=== SUPPLIED PASSAGE ===
start
The spiritual authority we gain from coming under God’s authority is over sickness and demons, not over each other. And if we want to be shown what the Father is doing at any time, we each need to be personally in contact with and directly under the authority of God Himself.

(iii) ‘WE COMMAND YOU’ (1 Thess 4:11, 2 Thess 3:4, 6, & 12)

Doesn’t this prove Paul exercised authority over the Thessalonians? No, because the Greek verb translated here as ‘command’ is paraggello, which is ‘to transmit a message’. While this reveals the translators’ propensity to having leaders exercising authority, the Greek leaves the authority with the One who sent the message. This can also be seen today in how we relate to our postmen and women. Do they have any authority over us to make us pay the bills that they deliver to us on behalf of the telephone company or Inland Revenue? Of course not. Nor does the one transmitting a message to us from God. If the message is God’s, the authority is His.
end
=== TASKS TO CARRY OUT ===
1. Duplicate the part of the passage on spiritual authority that opens with the words containing "The spiritual authority" and closes with "3:4, 6, & 12)".
2. Answer these from the passage on spiritual authority:
(a) Over what is the spiritual authority gained from coming under God's authority said to be?
(b) Which Greek verb is translated as 'command'?
(c) Who is used as a present-day comparison for someone delivering a message on another's behalf?

Items in the dataset:
start
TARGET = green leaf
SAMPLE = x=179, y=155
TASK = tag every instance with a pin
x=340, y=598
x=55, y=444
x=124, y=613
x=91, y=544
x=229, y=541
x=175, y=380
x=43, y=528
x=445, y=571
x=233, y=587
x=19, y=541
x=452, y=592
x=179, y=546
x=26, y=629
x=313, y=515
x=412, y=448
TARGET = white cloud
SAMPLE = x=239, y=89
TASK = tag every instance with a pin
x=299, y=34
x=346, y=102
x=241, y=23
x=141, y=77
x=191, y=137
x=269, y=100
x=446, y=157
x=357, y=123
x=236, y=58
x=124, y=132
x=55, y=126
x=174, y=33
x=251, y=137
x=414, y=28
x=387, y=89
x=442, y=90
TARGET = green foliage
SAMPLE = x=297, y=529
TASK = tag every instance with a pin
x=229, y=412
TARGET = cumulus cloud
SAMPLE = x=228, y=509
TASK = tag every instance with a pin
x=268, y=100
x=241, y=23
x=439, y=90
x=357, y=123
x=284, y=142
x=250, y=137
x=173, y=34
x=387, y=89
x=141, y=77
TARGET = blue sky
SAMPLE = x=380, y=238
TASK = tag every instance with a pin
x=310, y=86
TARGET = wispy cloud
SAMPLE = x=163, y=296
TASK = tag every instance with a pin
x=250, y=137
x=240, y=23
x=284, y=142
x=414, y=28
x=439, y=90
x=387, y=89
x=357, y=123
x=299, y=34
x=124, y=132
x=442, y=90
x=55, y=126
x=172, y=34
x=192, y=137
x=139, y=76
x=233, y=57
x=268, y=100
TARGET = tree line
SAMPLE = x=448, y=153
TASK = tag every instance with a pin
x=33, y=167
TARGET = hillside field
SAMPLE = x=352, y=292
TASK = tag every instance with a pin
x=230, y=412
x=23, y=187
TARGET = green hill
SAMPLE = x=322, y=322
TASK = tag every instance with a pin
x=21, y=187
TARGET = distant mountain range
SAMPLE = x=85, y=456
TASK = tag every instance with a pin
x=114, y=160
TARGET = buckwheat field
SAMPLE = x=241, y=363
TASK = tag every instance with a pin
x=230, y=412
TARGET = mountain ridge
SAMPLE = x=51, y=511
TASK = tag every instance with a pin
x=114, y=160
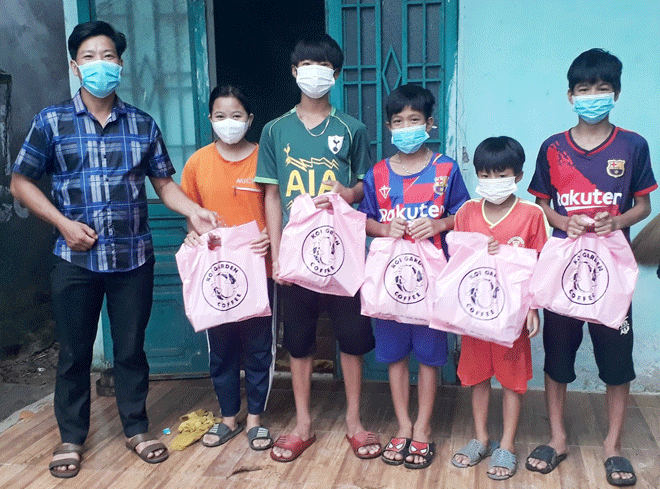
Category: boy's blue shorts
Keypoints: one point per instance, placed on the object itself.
(395, 341)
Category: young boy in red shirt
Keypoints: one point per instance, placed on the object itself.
(509, 220)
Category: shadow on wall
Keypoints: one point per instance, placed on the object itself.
(34, 55)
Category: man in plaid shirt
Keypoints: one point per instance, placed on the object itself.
(98, 151)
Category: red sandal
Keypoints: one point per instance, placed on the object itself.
(362, 440)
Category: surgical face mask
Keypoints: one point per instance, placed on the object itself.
(100, 77)
(409, 139)
(496, 190)
(230, 131)
(315, 80)
(593, 108)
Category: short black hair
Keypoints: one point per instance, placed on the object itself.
(229, 91)
(91, 29)
(413, 96)
(499, 153)
(594, 65)
(318, 46)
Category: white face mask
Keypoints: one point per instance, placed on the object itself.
(496, 190)
(230, 131)
(315, 80)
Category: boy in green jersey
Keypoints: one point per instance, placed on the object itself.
(315, 148)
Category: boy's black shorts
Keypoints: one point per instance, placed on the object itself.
(300, 312)
(612, 348)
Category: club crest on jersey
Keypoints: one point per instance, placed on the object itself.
(480, 294)
(224, 285)
(405, 279)
(335, 143)
(585, 279)
(323, 251)
(440, 184)
(615, 168)
(516, 241)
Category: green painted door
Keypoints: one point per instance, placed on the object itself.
(387, 44)
(165, 74)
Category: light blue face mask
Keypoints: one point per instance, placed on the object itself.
(593, 108)
(409, 139)
(100, 77)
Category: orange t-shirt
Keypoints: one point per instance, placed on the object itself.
(226, 187)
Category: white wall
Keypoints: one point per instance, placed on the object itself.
(512, 62)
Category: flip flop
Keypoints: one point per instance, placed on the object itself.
(619, 464)
(548, 455)
(364, 439)
(293, 443)
(475, 452)
(133, 442)
(504, 459)
(223, 432)
(421, 449)
(397, 445)
(68, 473)
(259, 433)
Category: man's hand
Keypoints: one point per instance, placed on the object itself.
(202, 220)
(493, 246)
(396, 228)
(605, 223)
(276, 274)
(423, 228)
(78, 236)
(532, 322)
(577, 225)
(322, 201)
(260, 245)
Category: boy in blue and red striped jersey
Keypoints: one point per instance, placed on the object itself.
(414, 194)
(600, 171)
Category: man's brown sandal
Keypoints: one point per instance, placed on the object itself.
(153, 446)
(65, 462)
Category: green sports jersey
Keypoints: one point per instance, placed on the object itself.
(298, 160)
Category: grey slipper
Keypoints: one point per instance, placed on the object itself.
(505, 459)
(475, 451)
(259, 433)
(223, 432)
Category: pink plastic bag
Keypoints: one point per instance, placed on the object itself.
(324, 249)
(401, 273)
(590, 278)
(227, 284)
(481, 295)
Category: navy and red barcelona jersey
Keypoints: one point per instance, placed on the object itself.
(435, 192)
(606, 178)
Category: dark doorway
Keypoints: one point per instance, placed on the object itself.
(253, 42)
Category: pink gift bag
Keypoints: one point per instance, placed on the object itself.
(590, 278)
(324, 249)
(401, 272)
(481, 295)
(227, 284)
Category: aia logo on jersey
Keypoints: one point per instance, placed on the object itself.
(615, 168)
(585, 279)
(335, 143)
(440, 184)
(323, 251)
(480, 294)
(405, 279)
(224, 285)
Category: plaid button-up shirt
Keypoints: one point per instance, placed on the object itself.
(98, 177)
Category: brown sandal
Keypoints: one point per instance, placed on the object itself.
(133, 442)
(65, 462)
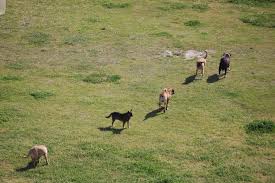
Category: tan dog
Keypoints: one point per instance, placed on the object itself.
(36, 152)
(165, 96)
(201, 63)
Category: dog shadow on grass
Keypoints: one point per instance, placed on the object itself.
(153, 113)
(26, 168)
(111, 129)
(189, 79)
(213, 78)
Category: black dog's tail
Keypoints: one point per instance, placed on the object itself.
(109, 116)
(206, 54)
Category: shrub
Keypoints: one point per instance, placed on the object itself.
(111, 5)
(200, 7)
(192, 23)
(10, 78)
(101, 78)
(260, 126)
(38, 38)
(41, 94)
(263, 20)
(252, 2)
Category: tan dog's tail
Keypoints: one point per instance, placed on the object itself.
(206, 54)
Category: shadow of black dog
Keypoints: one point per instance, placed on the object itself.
(189, 79)
(153, 113)
(111, 129)
(213, 78)
(26, 168)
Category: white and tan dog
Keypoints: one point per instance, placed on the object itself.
(165, 96)
(201, 63)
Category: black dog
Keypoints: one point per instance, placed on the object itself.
(121, 117)
(225, 63)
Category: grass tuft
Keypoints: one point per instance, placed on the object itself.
(101, 78)
(111, 5)
(192, 23)
(41, 94)
(38, 38)
(7, 114)
(260, 126)
(262, 20)
(173, 6)
(162, 34)
(10, 78)
(75, 39)
(200, 7)
(252, 2)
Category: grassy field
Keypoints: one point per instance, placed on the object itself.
(65, 65)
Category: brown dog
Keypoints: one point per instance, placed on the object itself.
(201, 63)
(165, 96)
(36, 152)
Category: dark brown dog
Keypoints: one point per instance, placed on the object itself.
(125, 117)
(201, 63)
(224, 63)
(165, 96)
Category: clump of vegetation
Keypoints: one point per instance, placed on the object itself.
(111, 5)
(263, 20)
(10, 78)
(192, 23)
(16, 66)
(252, 2)
(7, 114)
(41, 94)
(260, 126)
(200, 7)
(173, 6)
(75, 39)
(38, 38)
(162, 34)
(101, 78)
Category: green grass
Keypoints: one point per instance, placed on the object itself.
(101, 78)
(192, 23)
(262, 20)
(260, 126)
(41, 94)
(252, 2)
(38, 38)
(65, 65)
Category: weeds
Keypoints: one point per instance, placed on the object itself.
(41, 94)
(262, 20)
(260, 126)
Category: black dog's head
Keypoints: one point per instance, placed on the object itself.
(173, 91)
(227, 55)
(130, 114)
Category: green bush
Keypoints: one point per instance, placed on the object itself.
(111, 5)
(101, 78)
(263, 20)
(38, 38)
(200, 7)
(192, 23)
(252, 2)
(260, 126)
(41, 94)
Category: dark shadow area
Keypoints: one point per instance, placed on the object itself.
(110, 129)
(27, 167)
(213, 78)
(153, 113)
(190, 79)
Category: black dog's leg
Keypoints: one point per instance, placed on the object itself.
(113, 120)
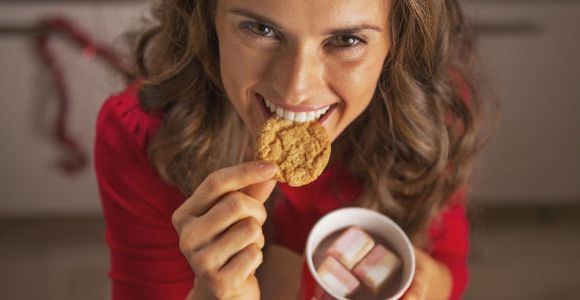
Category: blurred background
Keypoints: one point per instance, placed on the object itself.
(525, 205)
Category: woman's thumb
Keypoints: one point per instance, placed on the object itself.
(260, 191)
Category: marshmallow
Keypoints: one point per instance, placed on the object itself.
(336, 277)
(351, 246)
(377, 267)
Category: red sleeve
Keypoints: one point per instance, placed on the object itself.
(450, 241)
(145, 259)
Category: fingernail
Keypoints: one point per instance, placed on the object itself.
(268, 168)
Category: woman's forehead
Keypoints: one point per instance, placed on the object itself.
(318, 15)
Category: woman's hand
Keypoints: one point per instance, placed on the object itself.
(220, 230)
(432, 279)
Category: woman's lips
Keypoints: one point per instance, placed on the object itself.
(269, 114)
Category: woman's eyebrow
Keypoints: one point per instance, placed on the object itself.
(252, 15)
(269, 22)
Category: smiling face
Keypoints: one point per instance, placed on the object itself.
(301, 59)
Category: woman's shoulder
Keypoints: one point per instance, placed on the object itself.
(123, 114)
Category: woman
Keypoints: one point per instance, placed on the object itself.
(184, 202)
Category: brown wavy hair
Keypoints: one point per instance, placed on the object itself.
(413, 146)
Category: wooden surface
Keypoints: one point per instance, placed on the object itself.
(280, 273)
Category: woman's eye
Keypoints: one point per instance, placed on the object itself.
(345, 41)
(260, 29)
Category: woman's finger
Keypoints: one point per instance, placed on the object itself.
(234, 207)
(238, 237)
(260, 191)
(223, 181)
(243, 264)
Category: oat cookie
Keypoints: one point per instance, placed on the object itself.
(301, 150)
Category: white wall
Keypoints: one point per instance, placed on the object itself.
(30, 183)
(534, 157)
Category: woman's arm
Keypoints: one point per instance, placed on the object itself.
(145, 260)
(441, 271)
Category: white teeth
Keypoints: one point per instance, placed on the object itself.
(295, 116)
(280, 112)
(300, 117)
(289, 115)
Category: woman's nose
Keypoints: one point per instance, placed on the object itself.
(297, 76)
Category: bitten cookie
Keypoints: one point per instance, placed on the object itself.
(301, 150)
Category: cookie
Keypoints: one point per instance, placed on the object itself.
(301, 150)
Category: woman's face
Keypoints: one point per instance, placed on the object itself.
(304, 59)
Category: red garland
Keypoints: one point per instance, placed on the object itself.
(75, 159)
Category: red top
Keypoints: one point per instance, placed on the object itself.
(146, 262)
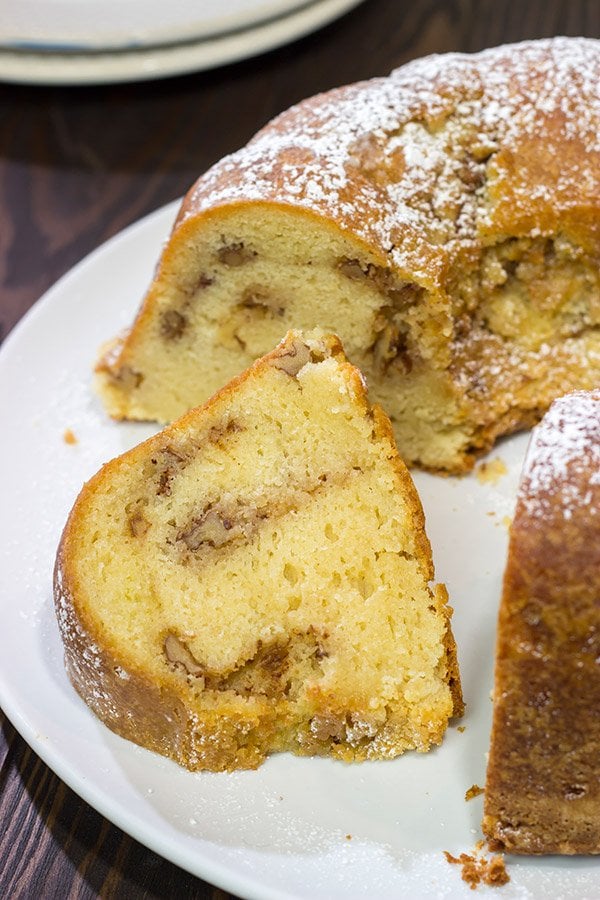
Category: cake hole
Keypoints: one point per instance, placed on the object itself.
(330, 533)
(291, 573)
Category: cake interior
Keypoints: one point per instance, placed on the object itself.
(300, 590)
(516, 325)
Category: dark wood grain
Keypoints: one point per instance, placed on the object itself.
(79, 164)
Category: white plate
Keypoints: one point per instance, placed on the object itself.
(62, 25)
(282, 831)
(30, 67)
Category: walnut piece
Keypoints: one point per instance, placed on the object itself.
(235, 254)
(294, 358)
(213, 529)
(172, 324)
(179, 654)
(138, 525)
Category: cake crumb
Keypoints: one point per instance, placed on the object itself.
end
=== THE RESULTS ===
1.
The spiritual authority we gain from coming under God’s authority is over sickness and demons, not over each other. And if we want to be shown what the Father is doing at any time, we each need to be personally in contact with and directly under the authority of God Himself.

(iii) ‘WE COMMAND YOU’ (1 Thess 4:11, 2 Thess 3:4, 6, & 12)

2.
(a) Sickness and demons
(b) Paraggello
(c) Postmen and women